Given exercise - Copy every line from the one containing "# point at: the white road" through the last line of the records below, both included, and nothing else.

--- Extracted records ---

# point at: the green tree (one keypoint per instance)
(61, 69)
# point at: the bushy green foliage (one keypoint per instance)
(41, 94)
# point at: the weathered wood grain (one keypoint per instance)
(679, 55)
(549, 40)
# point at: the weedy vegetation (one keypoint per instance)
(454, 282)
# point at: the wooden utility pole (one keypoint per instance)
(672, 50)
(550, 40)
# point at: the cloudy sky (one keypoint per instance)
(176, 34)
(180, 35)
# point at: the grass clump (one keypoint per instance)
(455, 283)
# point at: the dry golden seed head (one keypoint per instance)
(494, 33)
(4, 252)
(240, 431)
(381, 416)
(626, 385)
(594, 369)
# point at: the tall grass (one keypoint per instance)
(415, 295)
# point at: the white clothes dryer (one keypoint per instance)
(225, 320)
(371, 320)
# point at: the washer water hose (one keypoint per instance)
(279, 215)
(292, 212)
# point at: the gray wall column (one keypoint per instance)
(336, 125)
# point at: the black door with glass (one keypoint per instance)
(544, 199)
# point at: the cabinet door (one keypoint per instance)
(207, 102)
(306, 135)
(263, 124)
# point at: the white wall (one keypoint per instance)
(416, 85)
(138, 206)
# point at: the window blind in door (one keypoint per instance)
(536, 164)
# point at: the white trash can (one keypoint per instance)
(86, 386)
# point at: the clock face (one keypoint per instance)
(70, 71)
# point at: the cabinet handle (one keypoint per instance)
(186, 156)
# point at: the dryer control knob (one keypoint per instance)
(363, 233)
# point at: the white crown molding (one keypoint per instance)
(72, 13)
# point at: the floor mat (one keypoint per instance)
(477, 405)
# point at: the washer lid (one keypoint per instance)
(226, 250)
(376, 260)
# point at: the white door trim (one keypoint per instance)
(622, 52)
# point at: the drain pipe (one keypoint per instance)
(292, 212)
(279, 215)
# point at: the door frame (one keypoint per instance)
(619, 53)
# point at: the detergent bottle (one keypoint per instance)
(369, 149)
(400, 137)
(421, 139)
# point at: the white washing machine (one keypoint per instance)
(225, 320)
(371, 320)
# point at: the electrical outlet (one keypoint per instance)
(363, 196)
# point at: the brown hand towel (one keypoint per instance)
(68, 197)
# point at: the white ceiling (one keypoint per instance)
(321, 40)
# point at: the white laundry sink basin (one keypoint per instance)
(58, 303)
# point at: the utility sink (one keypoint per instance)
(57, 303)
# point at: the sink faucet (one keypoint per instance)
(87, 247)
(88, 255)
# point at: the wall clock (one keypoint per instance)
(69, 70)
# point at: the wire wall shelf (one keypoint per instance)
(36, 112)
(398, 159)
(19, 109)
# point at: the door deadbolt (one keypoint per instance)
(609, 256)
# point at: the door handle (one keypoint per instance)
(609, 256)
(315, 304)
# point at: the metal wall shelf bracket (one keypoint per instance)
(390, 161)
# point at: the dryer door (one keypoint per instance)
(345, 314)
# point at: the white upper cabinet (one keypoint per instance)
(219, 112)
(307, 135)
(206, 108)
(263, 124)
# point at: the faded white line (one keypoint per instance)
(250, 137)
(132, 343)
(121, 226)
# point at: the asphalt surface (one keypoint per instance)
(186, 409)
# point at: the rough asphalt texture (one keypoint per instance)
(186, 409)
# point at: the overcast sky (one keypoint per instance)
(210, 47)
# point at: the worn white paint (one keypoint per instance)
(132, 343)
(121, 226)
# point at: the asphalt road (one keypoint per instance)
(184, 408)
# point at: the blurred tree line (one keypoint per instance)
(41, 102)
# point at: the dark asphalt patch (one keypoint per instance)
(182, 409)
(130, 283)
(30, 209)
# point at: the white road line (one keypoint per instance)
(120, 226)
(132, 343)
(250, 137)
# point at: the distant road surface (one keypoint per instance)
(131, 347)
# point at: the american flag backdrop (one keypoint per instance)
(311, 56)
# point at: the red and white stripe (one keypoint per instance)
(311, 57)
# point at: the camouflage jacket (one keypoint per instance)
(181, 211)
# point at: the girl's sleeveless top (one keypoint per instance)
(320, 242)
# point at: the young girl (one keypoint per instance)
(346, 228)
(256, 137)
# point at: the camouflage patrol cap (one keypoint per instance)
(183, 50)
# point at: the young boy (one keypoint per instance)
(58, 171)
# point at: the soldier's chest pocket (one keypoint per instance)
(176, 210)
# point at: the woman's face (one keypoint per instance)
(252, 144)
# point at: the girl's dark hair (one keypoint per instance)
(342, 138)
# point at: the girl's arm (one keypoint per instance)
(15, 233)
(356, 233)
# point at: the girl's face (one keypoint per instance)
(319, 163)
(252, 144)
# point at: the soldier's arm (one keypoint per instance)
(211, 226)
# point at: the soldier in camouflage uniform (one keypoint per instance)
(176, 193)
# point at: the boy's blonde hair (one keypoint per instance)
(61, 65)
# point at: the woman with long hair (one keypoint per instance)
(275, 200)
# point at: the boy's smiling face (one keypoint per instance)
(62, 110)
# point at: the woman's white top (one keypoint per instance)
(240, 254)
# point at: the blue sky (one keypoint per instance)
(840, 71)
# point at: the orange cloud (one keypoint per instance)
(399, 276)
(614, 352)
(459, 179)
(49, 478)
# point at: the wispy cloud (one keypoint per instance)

---

Written response -
# point at: the white road line (one keypoint per instance)
(120, 226)
(132, 343)
(250, 137)
# point at: the distant road surface (one keypoint per instance)
(131, 347)
# point at: the american flag backdrop (one keypoint per instance)
(311, 56)
# point at: the red and white stripe (one keypoint per instance)
(311, 57)
# point at: the camouflage jacket (one keypoint per instance)
(181, 211)
# point at: the girl's sleeveless top (one keypoint per instance)
(320, 242)
# point at: the young girl (one keypoint per instance)
(346, 228)
(256, 137)
# point at: the camouflage patrol cap (one keypoint per instance)
(183, 50)
# point at: the young boy (one keypoint per instance)
(58, 171)
# point at: the soldier's chest pocket (one keypoint per instance)
(176, 210)
# point at: the woman's face (one keypoint per instance)
(252, 144)
# point at: the girl's dark hair (one keypoint per instance)
(342, 138)
# point at: the girl's arm (one keypoint per instance)
(15, 233)
(356, 233)
# point at: the girl's face (one keypoint per instance)
(319, 163)
(252, 144)
# point at: the soldier's arm (one keypoint per instance)
(211, 226)
# point at: the soldier in camouflage uniform (one keypoint per instance)
(176, 193)
# point at: the boy's blonde hair (one keypoint per instance)
(61, 65)
# point at: the woman with long hair (one keypoint per instance)
(275, 200)
# point at: the boy's smiling face (one keypoint per instance)
(62, 110)
# point at: the woman's white top (one keypoint per instance)
(240, 254)
# point at: the blue sky (one keypoint per instance)
(840, 71)
# point at: the orange cloud (one keypoint per instance)
(399, 276)
(614, 352)
(459, 179)
(49, 478)
# point at: the wispy cloud (one keypoint per instance)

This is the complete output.